Records from a dataset:
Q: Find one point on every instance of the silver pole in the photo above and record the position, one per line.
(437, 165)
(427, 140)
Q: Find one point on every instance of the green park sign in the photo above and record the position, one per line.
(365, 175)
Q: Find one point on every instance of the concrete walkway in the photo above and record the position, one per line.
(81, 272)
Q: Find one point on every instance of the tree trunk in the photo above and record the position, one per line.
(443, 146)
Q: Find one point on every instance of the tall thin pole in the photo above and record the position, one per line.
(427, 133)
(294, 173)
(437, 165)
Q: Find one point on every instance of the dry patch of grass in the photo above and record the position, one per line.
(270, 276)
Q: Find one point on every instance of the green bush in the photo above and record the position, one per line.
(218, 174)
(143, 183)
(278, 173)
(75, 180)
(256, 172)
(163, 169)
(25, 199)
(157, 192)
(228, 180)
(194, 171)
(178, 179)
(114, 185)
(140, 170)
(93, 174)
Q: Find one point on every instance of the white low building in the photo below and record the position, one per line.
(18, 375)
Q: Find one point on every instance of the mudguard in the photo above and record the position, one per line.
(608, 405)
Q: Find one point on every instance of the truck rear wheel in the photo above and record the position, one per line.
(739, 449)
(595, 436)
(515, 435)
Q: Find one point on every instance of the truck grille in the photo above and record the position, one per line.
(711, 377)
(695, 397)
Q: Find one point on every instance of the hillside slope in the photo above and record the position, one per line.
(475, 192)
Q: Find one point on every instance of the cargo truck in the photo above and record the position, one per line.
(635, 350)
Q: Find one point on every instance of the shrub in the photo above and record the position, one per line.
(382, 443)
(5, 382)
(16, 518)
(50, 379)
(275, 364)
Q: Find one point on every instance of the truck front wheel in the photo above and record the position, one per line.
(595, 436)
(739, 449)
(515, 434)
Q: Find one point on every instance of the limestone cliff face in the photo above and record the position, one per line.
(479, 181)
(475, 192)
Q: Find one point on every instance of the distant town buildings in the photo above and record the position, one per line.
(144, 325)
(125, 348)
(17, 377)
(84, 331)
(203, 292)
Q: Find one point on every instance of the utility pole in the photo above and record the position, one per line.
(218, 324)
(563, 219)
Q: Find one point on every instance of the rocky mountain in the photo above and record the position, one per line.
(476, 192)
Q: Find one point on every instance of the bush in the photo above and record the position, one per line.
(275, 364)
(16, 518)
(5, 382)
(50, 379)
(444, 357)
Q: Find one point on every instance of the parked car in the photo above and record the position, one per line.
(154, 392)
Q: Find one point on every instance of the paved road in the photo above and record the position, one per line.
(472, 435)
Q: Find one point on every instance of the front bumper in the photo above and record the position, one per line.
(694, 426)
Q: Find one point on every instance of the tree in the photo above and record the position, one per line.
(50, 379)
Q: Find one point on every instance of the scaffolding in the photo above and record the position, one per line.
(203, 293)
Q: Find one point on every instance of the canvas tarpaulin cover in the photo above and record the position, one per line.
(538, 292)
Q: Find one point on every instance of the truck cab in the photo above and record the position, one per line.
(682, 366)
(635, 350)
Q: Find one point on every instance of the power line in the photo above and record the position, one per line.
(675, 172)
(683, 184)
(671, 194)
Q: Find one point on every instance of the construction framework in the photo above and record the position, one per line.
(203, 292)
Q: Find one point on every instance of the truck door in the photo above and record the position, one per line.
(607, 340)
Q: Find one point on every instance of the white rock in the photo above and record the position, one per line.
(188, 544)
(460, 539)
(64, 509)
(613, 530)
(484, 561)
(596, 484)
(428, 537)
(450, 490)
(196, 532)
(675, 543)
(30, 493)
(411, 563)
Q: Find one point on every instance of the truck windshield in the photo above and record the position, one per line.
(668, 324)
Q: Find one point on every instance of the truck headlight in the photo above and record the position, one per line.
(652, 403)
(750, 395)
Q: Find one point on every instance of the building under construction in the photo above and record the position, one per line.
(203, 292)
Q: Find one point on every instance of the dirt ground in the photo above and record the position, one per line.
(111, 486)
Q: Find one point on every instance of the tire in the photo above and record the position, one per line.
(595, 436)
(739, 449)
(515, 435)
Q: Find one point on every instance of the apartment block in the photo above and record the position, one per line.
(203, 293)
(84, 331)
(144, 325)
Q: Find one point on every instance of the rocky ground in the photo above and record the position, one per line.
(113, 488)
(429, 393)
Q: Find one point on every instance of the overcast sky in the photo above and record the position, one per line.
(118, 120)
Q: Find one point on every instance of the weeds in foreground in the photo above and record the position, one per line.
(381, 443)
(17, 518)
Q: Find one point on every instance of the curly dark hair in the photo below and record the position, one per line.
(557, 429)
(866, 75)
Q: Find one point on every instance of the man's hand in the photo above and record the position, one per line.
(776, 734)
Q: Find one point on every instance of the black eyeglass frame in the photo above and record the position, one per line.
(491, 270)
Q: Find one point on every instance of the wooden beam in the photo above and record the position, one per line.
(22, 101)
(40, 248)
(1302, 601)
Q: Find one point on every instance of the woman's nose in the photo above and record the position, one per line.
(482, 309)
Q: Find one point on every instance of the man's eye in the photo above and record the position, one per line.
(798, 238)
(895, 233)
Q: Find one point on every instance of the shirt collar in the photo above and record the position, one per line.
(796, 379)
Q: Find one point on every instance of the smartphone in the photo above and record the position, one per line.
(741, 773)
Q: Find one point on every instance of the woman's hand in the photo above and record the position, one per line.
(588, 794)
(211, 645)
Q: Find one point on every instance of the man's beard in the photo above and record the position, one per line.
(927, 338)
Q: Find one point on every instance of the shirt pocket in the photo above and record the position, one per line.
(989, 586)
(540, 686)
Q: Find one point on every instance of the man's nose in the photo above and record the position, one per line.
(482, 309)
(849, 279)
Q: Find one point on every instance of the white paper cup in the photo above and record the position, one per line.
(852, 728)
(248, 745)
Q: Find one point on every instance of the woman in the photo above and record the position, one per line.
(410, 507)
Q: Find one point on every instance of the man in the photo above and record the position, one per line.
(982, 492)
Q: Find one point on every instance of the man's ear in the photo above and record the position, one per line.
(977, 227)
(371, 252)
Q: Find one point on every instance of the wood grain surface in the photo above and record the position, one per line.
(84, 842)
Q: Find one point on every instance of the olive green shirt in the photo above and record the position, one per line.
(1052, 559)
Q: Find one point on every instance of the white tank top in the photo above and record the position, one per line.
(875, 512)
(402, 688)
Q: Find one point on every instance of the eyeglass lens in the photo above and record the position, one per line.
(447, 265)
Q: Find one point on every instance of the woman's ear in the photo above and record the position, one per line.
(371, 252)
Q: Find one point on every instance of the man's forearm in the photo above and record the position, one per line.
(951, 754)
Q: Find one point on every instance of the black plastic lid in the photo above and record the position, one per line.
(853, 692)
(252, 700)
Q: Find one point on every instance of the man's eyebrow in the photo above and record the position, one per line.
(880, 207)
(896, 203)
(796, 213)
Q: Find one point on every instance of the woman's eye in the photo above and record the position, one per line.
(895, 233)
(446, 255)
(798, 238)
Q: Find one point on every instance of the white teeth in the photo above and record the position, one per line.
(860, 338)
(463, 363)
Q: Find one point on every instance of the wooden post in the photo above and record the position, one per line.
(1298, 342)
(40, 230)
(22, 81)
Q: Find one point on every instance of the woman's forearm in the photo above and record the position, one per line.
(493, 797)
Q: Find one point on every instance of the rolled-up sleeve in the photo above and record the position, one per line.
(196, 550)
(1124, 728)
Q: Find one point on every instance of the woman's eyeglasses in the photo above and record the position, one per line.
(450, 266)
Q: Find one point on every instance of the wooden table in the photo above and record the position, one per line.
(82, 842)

▶ PROBLEM STATEMENT
Copy out all of the records, keeping every line identical.

▶ ANSWER
Q: Find one point on every instance of the silver pole in the photo above and record the position, one per line.
(437, 165)
(427, 140)
Q: Find one point on every instance of the green park sign in the photo above and record the position, one per line.
(365, 175)
Q: Find one point on every instance of the concrete walkway in the photo above and record the position, one per line.
(81, 272)
Q: Find one point on every instance of the tree trunk in the photo above and record the position, one per line.
(443, 146)
Q: Find one point on every instance of the tall thin pole in the photo above and record the position, one per line.
(427, 133)
(294, 173)
(437, 165)
Q: Find one point on every instance of the dry patch of grass in the photo above and record the position, one per line.
(270, 276)
Q: Find one point on every instance of the green bush in the photo above and record the position, one per line.
(218, 174)
(143, 183)
(278, 173)
(75, 180)
(256, 172)
(163, 169)
(25, 199)
(157, 192)
(228, 180)
(194, 171)
(178, 179)
(114, 185)
(140, 170)
(93, 174)
Q: Find one point on every instance of the white low building in the photo below and record the position, one per line.
(18, 375)
Q: Find one point on every instance of the mudguard in the photo above and record the position, one per line.
(608, 405)
Q: Find one point on every instance of the truck rear wheel in the photo above and record the position, one per line.
(739, 449)
(595, 436)
(515, 435)
Q: Find one point on every instance of the truck grille in the photo above and record the position, one per line.
(711, 377)
(695, 397)
Q: Find one point on every instance of the hillside slope in the photo above and record the position, one per line.
(475, 192)
Q: Find one point on every instance of the cargo truck in the photo above and record the position, one per line.
(635, 350)
Q: Find one point on every instance of the shrub in the photo above and record the position, one per line.
(382, 443)
(5, 382)
(16, 518)
(50, 379)
(275, 364)
Q: Find one point on every instance of the truck front wheel in the photo above and record the position, one per line.
(595, 436)
(739, 449)
(515, 434)
Q: Find one point on every instance of the limestone cliff face in the photo above and record the position, one per line.
(479, 181)
(475, 192)
Q: Find one point on every instance of the distant town buildings in the photo above and record the position, one per line.
(144, 325)
(125, 348)
(17, 377)
(84, 331)
(203, 292)
Q: Find one point on every instance of the utility pole in the photo above and record the position, one per line.
(218, 324)
(563, 219)
Q: Find one point on every instance of the rocky mountain in the photo above and record the position, one per line.
(476, 192)
Q: Find one point on every instance of the bush in the photo above and record the position, one per line.
(275, 364)
(16, 518)
(5, 382)
(50, 379)
(444, 357)
Q: Find one point on every instance of the parked car in the photo above and record the position, one per line.
(154, 392)
Q: Find one point on every instance of the paved road in the photo above and record the position, one per line.
(472, 435)
Q: Find one point on every instance of the front bumper in the photo above and record the position, one per line.
(694, 426)
Q: Find one point on every instance of the tree in the photo above and record the position, one per line.
(50, 379)
Q: Find one point on every instance of the scaffolding in the photo above and record the position, one per line.
(203, 293)
Q: Find one point on every instance of the canvas tarpaulin cover in the photo above and record the position, one per line.
(538, 292)
Q: Find one point on every instance of the truck cab in the photo above and record the position, one per line.
(682, 366)
(635, 350)
Q: Find one point on every instance of the power line in the photo above and record the position, one per line.
(675, 172)
(683, 184)
(671, 194)
Q: Find one point on every instance of the construction framework in the photo above and record the position, one per line.
(203, 292)
Q: Find one point on every instance of the truck door in the photo above and record the position, one per line.
(607, 340)
Q: Find one point on every instance of the white rock in the photo above and record the position, one per line.
(188, 544)
(460, 539)
(64, 509)
(613, 530)
(484, 561)
(596, 484)
(428, 537)
(450, 490)
(196, 532)
(675, 543)
(30, 493)
(411, 563)
Q: Find one point on every instance of the truck windshield in the photo above and record the position, one per line.
(668, 324)
Q: Find one point on every instance of the truck headlight in the photo above and record the position, one per line.
(652, 403)
(750, 395)
Q: Find one point on every instance of the building under construction in the photo above and record the position, one per line.
(203, 292)
Q: Find one point on every instance of the dirt ground in the photo above and record the position, one per line.
(111, 486)
Q: Find one point on every instance of the tire in the photo above and record the position, one per line.
(595, 436)
(739, 449)
(515, 435)
Q: Find one point on every instance of the apartment block in the photo above and record the position, one per line.
(203, 293)
(84, 331)
(144, 325)
Q: Find one point on every instance of the rocky ground in the photo above and record the position, one per line.
(113, 488)
(429, 393)
Q: Find one point on every instance of the overcast sky in the photo above and record the position, one per line.
(118, 120)
Q: Find one point on every instance of the weeds in foreground in the photo above and record the position, one per line.
(381, 443)
(17, 518)
Q: Find one point on every instance of the curly dark hair in the photo below and record the position, one per line.
(557, 429)
(866, 75)
Q: Find one point on every instance of the man's hand in the photo above and record the position, one per line.
(776, 734)
Q: Find one point on every instance of the black eyeglass frame in the photo above and record the position, one per line.
(491, 270)
Q: Find one point on every instance of the wooden beam in the photo above and record the position, one per line.
(22, 101)
(40, 248)
(1302, 601)
Q: Find one point on every instance of the woman's nose in the photo above and record the position, one per line.
(482, 309)
Q: Find one point on every instance of the man's eye in the photo above and record the position, one per line.
(798, 238)
(895, 233)
Q: Find one point on every instance of the shirt collar in the photo above and record the position, one per line.
(796, 379)
Q: Find one point on every instance of the smartphone in the photo above and record the position, one per line.
(741, 773)
Q: Find one point on every instance of the woman's hand in the photo above and record the position, one per line.
(588, 794)
(211, 645)
Q: Find one point on every instance of the man's beard in the photo above and record the position, one per line.
(927, 338)
Q: Find one point on every instance of the shirt pocket in the photo above and record the position, one per line.
(989, 586)
(540, 686)
Q: Find one point on every instance of the man's nose in the photo above and record the position, one per line.
(482, 309)
(849, 279)
Q: Find one point on every instance of the white paper cup in the photo above and record the position, one per line.
(852, 728)
(248, 745)
Q: Find one point on every instance of the woman in the photo above and record the position, one per line.
(410, 507)
Q: Find one point on every instance of the man in the photo above and record the position, one per line.
(982, 492)
Q: Find one point on every instance of the man's ear in the photo above and record the position, one per line.
(977, 227)
(371, 252)
Q: Find one point on every instance of the wood grain surface in the photo above and record the position, one per line.
(84, 842)
Q: Find one point on every instance of the olive green shirt in the photo above and record the position, one per line.
(1052, 559)
Q: Find one point on every instance of the white tank top in the photo above and record the position, one per line.
(875, 512)
(402, 688)
Q: Find one point on every instance of the eyeglass lens in the photo above and record the position, one per line.
(447, 265)
Q: Find one point on every instance of the woman's ear in the photo above and record the position, one per line.
(371, 252)
Q: Find one point on every instance of the man's forearm in the photo above and record the position, one per line.
(951, 754)
Q: Find one point on every instance of the black plastic lid in the photo above and record the position, one per line.
(853, 692)
(252, 700)
Q: Find one point on every instance of the man's eyebrow in the photo above and record the position, one per line.
(880, 207)
(896, 203)
(796, 213)
Q: Find one point on every instance of the woman's eye in the photo above and record the position, one per line.
(895, 233)
(446, 255)
(798, 238)
Q: Find one point on every instance of the white teeth in the photo above and record the position, one per line.
(860, 338)
(463, 363)
Q: Find one point on every instance of the wooden post in the photo above and record the position, one per line.
(1298, 342)
(40, 230)
(22, 81)
Q: Find one point on every instance of the woman's forearm in the photo above and record the position, one per line.
(493, 797)
Q: Find one point on every instance of the rolled-up sleeve in the photo above and record the position, one per line.
(196, 550)
(1124, 728)
Q: Find one point on every instance of the woman's eyeglasses in the photo above and record the position, one per line.
(450, 266)
Q: Find one point on every instance of the wooden table in the photo above and record the position, one per line.
(82, 842)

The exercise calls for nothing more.